===== MATERIALS PROVIDED
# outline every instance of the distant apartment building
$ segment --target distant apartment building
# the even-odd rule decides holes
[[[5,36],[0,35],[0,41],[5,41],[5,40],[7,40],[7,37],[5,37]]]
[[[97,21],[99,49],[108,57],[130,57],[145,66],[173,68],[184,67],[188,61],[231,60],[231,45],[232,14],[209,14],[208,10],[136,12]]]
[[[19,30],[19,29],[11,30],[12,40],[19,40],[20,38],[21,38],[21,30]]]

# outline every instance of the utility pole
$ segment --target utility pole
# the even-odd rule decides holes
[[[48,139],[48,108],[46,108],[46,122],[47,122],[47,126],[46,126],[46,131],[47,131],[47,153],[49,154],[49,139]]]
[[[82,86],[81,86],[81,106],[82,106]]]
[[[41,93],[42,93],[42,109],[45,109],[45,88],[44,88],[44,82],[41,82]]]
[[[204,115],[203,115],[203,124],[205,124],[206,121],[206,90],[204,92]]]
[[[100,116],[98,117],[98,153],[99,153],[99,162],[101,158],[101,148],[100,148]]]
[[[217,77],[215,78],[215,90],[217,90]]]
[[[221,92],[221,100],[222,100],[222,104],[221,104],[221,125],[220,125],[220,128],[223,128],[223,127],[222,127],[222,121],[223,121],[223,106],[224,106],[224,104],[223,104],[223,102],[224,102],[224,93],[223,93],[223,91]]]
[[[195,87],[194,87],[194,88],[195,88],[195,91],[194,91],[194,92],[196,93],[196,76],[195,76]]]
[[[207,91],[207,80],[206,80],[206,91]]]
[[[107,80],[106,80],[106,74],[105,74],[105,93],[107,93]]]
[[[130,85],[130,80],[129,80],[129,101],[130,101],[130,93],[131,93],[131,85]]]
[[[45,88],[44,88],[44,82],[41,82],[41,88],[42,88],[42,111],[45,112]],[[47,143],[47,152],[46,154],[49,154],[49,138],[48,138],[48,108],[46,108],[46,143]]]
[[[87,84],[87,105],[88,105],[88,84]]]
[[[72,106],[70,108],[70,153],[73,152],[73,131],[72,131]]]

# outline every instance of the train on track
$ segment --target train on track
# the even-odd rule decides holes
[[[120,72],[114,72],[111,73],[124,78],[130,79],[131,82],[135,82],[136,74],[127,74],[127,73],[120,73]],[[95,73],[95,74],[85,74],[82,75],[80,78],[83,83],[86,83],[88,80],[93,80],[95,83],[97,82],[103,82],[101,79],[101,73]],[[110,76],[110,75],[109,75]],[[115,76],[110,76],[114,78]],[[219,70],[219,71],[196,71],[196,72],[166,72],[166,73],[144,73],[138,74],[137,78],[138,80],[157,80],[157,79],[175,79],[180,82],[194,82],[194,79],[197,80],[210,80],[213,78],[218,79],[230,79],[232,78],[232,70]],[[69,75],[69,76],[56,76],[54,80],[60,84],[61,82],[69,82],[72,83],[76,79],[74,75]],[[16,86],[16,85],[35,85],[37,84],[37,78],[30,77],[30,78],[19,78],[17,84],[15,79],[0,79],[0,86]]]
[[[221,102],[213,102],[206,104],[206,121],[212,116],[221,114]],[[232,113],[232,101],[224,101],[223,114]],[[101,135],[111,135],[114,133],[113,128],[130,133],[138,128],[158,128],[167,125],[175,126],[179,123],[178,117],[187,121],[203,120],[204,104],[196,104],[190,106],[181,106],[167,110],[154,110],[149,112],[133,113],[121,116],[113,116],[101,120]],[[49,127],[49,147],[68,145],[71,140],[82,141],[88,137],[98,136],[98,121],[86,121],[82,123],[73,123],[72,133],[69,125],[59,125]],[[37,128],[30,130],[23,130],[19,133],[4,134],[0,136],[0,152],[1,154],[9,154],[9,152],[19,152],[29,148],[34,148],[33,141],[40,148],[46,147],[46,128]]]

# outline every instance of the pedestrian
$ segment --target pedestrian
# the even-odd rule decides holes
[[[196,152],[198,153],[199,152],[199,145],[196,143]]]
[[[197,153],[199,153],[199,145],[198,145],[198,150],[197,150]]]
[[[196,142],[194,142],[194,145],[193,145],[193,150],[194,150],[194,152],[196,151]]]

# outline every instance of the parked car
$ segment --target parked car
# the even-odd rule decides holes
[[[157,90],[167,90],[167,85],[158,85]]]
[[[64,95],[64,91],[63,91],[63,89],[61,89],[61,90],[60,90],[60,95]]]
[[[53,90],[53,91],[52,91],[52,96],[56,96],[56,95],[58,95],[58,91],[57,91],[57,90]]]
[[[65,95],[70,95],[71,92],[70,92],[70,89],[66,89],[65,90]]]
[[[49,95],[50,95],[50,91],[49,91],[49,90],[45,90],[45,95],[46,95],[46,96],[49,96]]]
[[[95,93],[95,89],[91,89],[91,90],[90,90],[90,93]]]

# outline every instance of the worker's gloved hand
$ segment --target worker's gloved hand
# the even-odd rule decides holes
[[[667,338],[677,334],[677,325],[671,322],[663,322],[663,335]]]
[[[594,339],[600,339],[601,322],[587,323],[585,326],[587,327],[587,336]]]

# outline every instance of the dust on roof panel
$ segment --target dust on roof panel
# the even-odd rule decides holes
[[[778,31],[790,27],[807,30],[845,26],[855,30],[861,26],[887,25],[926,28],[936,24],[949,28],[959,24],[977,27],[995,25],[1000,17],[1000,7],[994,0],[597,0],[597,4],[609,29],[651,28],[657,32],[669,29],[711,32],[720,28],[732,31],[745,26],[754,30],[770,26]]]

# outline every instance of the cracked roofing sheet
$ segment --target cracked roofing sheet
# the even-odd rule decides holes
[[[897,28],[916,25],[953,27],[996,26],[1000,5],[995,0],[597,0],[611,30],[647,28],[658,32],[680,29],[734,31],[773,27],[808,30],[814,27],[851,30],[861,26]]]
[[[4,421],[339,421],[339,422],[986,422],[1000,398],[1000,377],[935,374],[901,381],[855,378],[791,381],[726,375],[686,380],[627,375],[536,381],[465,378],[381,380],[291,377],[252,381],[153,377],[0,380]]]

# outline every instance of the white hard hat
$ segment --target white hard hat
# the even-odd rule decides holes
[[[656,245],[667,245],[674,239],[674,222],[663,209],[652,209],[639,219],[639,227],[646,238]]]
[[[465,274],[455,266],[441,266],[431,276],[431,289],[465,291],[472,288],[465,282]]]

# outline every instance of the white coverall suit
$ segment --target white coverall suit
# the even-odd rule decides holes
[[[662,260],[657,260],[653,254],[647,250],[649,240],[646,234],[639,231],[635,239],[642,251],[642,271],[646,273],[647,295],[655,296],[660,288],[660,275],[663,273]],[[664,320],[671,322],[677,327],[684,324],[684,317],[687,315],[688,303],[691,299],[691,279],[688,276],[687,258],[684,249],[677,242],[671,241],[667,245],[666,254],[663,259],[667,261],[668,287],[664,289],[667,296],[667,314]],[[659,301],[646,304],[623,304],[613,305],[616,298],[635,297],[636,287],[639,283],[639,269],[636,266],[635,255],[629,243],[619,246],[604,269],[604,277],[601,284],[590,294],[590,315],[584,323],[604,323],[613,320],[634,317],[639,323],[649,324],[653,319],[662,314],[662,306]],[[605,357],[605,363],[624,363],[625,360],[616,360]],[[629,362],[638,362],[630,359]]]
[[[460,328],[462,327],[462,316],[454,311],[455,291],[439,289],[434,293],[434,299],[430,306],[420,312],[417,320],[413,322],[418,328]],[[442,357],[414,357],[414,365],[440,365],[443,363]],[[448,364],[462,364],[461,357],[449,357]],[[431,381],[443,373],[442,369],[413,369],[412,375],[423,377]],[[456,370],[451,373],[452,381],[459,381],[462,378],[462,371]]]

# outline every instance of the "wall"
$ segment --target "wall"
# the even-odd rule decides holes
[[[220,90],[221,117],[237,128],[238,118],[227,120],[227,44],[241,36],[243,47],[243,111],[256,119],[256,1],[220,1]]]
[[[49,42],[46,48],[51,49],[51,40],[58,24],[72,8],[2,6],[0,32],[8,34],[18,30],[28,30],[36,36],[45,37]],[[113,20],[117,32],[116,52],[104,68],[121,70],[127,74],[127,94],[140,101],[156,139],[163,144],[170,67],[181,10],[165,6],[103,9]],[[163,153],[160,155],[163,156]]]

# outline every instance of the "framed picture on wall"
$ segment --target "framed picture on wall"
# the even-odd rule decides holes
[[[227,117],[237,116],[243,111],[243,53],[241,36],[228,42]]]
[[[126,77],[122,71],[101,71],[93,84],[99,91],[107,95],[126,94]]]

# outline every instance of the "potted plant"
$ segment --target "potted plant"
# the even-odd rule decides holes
==========
* _TASK DIRECTIONS_
Edit the data starting with the line with "# outline every instance of the parked car" and going on through the line with "[[[95,93],[95,89],[91,89],[91,90],[90,90],[90,93]]]", changing "parked car" to "stationary car" and leaving everything else unchanged. Give back only those lines.

* _RESULT FOR THIS EXERCISE_
# outline every instance of the stationary car
$ segment --target stationary car
# the even-odd rule decides holes
[[[157,90],[167,90],[167,85],[158,85]]]
[[[64,95],[64,91],[63,91],[63,89],[61,89],[61,90],[60,90],[60,95]]]
[[[53,90],[53,91],[52,91],[52,96],[56,96],[56,95],[58,95],[58,91],[57,91],[57,90]]]
[[[65,95],[70,95],[71,92],[70,92],[70,89],[66,89],[65,90]]]
[[[49,95],[50,95],[50,91],[49,91],[49,90],[45,90],[45,95],[46,95],[46,96],[49,96]]]
[[[95,93],[95,89],[91,89],[91,90],[90,90],[90,93]]]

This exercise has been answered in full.